Collect every line of the records that contains the word "wheel", copying each one in full.

** START **

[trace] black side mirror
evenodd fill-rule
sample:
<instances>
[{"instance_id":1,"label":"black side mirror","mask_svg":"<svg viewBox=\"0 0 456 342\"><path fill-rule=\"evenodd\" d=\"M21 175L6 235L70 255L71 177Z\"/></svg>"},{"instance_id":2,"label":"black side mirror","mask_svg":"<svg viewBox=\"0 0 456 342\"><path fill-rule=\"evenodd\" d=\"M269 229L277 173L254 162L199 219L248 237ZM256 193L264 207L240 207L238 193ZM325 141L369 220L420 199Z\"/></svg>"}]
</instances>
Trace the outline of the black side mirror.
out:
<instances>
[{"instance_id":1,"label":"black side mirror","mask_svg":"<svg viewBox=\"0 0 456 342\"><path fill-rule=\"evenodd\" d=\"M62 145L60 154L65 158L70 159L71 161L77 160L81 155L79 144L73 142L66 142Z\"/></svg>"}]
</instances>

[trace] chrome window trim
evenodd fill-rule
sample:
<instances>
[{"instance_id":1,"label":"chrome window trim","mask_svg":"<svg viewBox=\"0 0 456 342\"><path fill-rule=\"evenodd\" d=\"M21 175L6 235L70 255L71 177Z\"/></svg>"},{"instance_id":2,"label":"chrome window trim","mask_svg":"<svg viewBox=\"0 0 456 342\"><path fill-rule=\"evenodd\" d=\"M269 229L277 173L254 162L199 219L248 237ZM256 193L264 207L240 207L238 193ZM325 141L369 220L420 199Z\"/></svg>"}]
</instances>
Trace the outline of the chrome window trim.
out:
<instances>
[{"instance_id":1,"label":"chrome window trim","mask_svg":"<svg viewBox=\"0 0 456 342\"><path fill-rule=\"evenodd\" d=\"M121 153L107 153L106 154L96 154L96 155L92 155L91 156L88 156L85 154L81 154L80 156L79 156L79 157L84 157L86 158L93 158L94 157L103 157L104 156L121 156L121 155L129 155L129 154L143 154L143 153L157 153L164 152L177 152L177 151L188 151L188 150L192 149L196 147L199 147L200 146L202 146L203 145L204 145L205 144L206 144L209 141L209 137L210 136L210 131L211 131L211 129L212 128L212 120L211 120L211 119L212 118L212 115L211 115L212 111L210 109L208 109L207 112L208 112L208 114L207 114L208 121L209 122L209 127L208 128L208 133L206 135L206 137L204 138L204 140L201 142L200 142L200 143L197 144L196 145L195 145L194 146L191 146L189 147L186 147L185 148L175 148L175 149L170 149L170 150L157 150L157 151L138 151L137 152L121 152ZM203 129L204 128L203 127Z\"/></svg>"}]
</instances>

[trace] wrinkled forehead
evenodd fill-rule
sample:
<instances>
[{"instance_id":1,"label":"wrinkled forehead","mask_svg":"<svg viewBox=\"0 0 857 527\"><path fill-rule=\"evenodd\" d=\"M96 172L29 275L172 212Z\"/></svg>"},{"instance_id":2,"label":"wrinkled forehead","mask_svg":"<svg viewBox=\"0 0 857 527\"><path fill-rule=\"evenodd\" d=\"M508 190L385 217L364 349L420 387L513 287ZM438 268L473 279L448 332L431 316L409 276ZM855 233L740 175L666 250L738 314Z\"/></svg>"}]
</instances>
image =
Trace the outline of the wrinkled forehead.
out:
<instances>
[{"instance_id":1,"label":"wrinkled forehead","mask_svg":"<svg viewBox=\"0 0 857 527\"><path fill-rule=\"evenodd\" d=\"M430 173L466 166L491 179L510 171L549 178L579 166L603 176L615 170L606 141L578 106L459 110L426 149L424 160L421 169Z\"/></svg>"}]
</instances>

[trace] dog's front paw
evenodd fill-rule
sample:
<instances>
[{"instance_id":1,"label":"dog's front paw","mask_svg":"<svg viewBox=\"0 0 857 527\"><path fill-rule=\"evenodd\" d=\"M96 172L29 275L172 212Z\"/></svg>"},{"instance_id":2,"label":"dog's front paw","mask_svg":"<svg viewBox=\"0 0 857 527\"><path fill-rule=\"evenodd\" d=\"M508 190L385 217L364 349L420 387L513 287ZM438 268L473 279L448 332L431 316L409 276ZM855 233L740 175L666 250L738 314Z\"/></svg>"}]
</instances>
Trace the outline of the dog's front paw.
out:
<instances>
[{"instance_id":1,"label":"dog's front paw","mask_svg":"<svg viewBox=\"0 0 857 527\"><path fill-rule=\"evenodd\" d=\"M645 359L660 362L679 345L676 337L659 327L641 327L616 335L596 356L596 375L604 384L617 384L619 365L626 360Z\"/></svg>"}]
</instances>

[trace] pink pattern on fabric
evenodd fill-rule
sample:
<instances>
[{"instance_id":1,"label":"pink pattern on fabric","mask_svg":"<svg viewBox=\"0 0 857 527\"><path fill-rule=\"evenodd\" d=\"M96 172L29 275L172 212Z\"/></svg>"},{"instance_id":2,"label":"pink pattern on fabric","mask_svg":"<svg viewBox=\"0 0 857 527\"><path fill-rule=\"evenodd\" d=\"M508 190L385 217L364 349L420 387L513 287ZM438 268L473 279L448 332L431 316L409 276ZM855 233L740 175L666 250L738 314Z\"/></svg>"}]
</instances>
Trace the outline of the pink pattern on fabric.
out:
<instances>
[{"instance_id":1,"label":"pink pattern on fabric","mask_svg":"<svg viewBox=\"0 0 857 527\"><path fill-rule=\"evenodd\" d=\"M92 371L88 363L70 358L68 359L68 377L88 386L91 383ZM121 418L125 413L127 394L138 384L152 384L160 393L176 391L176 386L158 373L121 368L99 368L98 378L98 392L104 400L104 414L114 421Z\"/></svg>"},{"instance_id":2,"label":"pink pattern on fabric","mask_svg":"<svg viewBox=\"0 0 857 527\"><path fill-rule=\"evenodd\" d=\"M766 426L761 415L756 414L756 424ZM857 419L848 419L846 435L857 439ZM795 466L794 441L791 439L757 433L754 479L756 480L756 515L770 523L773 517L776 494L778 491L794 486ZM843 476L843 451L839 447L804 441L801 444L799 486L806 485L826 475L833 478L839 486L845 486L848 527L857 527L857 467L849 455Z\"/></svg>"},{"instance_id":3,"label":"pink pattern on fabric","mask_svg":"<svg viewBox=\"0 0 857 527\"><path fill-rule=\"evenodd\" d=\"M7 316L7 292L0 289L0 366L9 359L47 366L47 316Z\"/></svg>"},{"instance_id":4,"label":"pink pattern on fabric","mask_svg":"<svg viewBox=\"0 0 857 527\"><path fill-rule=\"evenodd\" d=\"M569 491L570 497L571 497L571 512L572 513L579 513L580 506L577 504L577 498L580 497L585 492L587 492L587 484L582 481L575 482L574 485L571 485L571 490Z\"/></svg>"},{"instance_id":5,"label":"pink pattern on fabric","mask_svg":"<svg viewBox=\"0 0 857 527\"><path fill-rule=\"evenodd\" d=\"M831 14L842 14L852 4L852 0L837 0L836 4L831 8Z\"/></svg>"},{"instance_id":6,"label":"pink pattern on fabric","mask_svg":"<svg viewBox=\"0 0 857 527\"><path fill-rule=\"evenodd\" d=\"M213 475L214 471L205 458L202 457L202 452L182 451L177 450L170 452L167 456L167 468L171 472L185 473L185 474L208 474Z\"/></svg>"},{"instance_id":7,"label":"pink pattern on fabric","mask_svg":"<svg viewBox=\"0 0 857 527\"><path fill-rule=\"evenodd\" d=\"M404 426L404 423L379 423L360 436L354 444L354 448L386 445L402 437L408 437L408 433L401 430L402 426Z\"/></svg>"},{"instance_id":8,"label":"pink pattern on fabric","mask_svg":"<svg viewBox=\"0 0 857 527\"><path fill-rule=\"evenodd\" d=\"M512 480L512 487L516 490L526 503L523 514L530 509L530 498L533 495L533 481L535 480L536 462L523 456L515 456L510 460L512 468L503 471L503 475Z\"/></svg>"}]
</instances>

** END **
** START **

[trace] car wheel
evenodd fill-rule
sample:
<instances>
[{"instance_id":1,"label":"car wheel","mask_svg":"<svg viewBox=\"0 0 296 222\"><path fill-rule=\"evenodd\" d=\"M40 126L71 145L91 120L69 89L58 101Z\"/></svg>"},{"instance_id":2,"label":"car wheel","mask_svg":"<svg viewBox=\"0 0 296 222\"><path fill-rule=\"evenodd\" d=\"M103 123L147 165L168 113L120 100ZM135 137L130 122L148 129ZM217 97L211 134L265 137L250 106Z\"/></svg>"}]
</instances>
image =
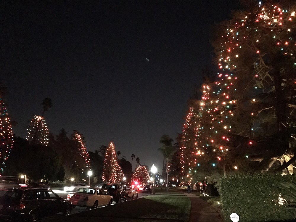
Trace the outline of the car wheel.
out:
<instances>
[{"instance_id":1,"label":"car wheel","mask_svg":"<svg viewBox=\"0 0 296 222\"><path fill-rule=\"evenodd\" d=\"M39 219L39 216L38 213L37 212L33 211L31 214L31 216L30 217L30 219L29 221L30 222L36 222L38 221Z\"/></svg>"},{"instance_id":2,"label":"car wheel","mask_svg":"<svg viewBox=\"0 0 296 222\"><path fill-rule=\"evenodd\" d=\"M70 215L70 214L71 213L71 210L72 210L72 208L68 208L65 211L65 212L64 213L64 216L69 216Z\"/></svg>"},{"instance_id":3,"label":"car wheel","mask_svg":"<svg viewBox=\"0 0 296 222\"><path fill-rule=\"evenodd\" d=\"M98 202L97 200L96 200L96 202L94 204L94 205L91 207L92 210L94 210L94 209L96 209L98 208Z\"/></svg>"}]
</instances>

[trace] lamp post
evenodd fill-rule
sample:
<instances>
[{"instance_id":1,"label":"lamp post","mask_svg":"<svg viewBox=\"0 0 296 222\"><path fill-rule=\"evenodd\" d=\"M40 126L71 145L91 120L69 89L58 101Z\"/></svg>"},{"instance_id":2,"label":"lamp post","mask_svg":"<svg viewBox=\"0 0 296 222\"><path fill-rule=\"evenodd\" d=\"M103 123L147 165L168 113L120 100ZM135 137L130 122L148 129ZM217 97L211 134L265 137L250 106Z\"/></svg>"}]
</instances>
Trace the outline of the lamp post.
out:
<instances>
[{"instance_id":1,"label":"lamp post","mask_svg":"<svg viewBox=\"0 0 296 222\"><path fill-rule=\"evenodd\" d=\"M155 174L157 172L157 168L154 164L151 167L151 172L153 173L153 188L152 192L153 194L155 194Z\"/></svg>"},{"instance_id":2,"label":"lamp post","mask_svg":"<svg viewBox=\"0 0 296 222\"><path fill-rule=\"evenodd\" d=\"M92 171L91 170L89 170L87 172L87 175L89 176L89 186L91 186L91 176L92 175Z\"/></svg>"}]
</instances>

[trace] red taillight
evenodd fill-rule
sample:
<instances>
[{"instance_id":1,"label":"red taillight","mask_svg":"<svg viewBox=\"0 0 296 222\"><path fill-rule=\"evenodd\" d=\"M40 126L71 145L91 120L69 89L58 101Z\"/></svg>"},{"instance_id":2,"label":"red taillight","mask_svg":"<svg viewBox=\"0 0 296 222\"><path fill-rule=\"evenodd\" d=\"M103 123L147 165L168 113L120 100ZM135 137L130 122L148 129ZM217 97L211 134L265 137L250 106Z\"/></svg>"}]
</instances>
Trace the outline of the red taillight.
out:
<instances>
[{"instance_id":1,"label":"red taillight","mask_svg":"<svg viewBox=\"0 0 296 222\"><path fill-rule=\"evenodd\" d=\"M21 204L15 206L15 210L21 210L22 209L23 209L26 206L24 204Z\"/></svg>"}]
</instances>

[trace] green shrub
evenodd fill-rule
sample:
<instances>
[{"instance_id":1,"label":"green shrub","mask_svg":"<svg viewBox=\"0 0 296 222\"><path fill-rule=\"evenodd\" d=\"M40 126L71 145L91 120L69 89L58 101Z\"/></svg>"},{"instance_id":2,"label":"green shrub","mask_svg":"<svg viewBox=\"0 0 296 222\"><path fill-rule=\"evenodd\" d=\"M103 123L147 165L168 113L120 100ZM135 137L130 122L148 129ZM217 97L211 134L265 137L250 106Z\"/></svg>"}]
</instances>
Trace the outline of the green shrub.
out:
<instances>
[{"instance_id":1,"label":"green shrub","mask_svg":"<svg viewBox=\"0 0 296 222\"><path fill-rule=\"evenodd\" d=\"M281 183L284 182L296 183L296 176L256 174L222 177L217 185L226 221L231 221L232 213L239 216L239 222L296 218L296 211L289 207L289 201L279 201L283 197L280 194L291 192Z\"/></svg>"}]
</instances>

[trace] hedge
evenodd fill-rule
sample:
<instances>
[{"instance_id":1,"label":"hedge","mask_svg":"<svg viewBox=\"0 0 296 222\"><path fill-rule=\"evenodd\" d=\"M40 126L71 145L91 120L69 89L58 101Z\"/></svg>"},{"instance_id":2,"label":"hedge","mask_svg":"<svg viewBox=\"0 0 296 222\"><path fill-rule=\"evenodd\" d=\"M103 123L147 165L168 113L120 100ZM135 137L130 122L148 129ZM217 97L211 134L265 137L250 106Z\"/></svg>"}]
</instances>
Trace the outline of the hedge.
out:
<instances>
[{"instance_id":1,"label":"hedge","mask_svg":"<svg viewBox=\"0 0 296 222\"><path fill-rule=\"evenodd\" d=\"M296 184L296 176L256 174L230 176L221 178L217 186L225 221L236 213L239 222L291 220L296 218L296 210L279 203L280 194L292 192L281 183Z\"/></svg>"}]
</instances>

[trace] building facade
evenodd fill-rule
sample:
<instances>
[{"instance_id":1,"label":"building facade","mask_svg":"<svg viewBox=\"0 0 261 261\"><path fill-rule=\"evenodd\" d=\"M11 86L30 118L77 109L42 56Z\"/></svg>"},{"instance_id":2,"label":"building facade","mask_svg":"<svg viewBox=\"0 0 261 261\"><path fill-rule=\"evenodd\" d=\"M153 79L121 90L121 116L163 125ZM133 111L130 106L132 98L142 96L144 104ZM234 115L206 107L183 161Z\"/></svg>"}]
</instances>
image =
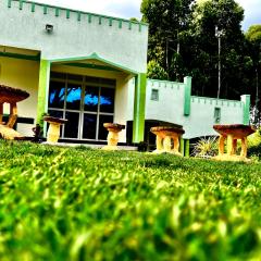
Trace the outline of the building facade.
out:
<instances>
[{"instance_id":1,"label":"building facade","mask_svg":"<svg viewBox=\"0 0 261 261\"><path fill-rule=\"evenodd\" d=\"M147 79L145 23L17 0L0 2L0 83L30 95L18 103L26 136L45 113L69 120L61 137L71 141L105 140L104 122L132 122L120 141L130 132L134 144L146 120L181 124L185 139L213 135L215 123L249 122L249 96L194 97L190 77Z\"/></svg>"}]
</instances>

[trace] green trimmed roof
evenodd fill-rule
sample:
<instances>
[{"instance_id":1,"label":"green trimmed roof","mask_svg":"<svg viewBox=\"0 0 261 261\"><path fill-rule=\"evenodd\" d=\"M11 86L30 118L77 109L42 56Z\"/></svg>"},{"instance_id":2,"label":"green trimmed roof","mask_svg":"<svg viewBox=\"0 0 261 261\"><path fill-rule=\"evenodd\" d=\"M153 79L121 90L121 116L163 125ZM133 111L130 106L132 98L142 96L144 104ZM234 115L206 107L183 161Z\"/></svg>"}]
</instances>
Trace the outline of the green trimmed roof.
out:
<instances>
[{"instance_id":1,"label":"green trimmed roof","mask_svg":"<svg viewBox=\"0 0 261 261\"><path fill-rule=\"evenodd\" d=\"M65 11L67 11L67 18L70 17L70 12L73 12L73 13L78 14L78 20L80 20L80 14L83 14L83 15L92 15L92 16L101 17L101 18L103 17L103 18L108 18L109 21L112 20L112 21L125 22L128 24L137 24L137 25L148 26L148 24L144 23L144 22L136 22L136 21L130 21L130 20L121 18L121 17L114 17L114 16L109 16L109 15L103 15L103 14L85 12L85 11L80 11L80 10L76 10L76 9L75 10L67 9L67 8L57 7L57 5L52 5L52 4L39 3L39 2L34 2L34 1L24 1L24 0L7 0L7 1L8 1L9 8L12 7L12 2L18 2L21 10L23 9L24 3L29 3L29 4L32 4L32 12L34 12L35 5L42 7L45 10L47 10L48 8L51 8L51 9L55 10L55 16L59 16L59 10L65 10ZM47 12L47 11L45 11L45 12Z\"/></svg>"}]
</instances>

** END **

> FULL ANSWER:
[trace] car wheel
[{"instance_id":1,"label":"car wheel","mask_svg":"<svg viewBox=\"0 0 296 222\"><path fill-rule=\"evenodd\" d=\"M40 126L71 145L91 120L69 89L58 101Z\"/></svg>"},{"instance_id":2,"label":"car wheel","mask_svg":"<svg viewBox=\"0 0 296 222\"><path fill-rule=\"evenodd\" d=\"M103 123L147 165L168 113L120 100ZM135 137L130 122L148 129ZM217 97L211 134L265 137L250 106Z\"/></svg>"}]
Trace the outline of the car wheel.
[{"instance_id":1,"label":"car wheel","mask_svg":"<svg viewBox=\"0 0 296 222\"><path fill-rule=\"evenodd\" d=\"M39 219L39 216L38 213L37 212L33 211L31 214L31 216L30 217L30 219L29 221L30 222L36 222L38 221Z\"/></svg>"},{"instance_id":2,"label":"car wheel","mask_svg":"<svg viewBox=\"0 0 296 222\"><path fill-rule=\"evenodd\" d=\"M70 215L70 214L71 213L71 210L72 210L72 208L68 208L65 211L65 212L64 213L64 216L69 216Z\"/></svg>"},{"instance_id":3,"label":"car wheel","mask_svg":"<svg viewBox=\"0 0 296 222\"><path fill-rule=\"evenodd\" d=\"M98 202L97 200L96 200L96 202L94 204L94 205L91 207L92 210L94 210L94 209L96 209L98 208Z\"/></svg>"}]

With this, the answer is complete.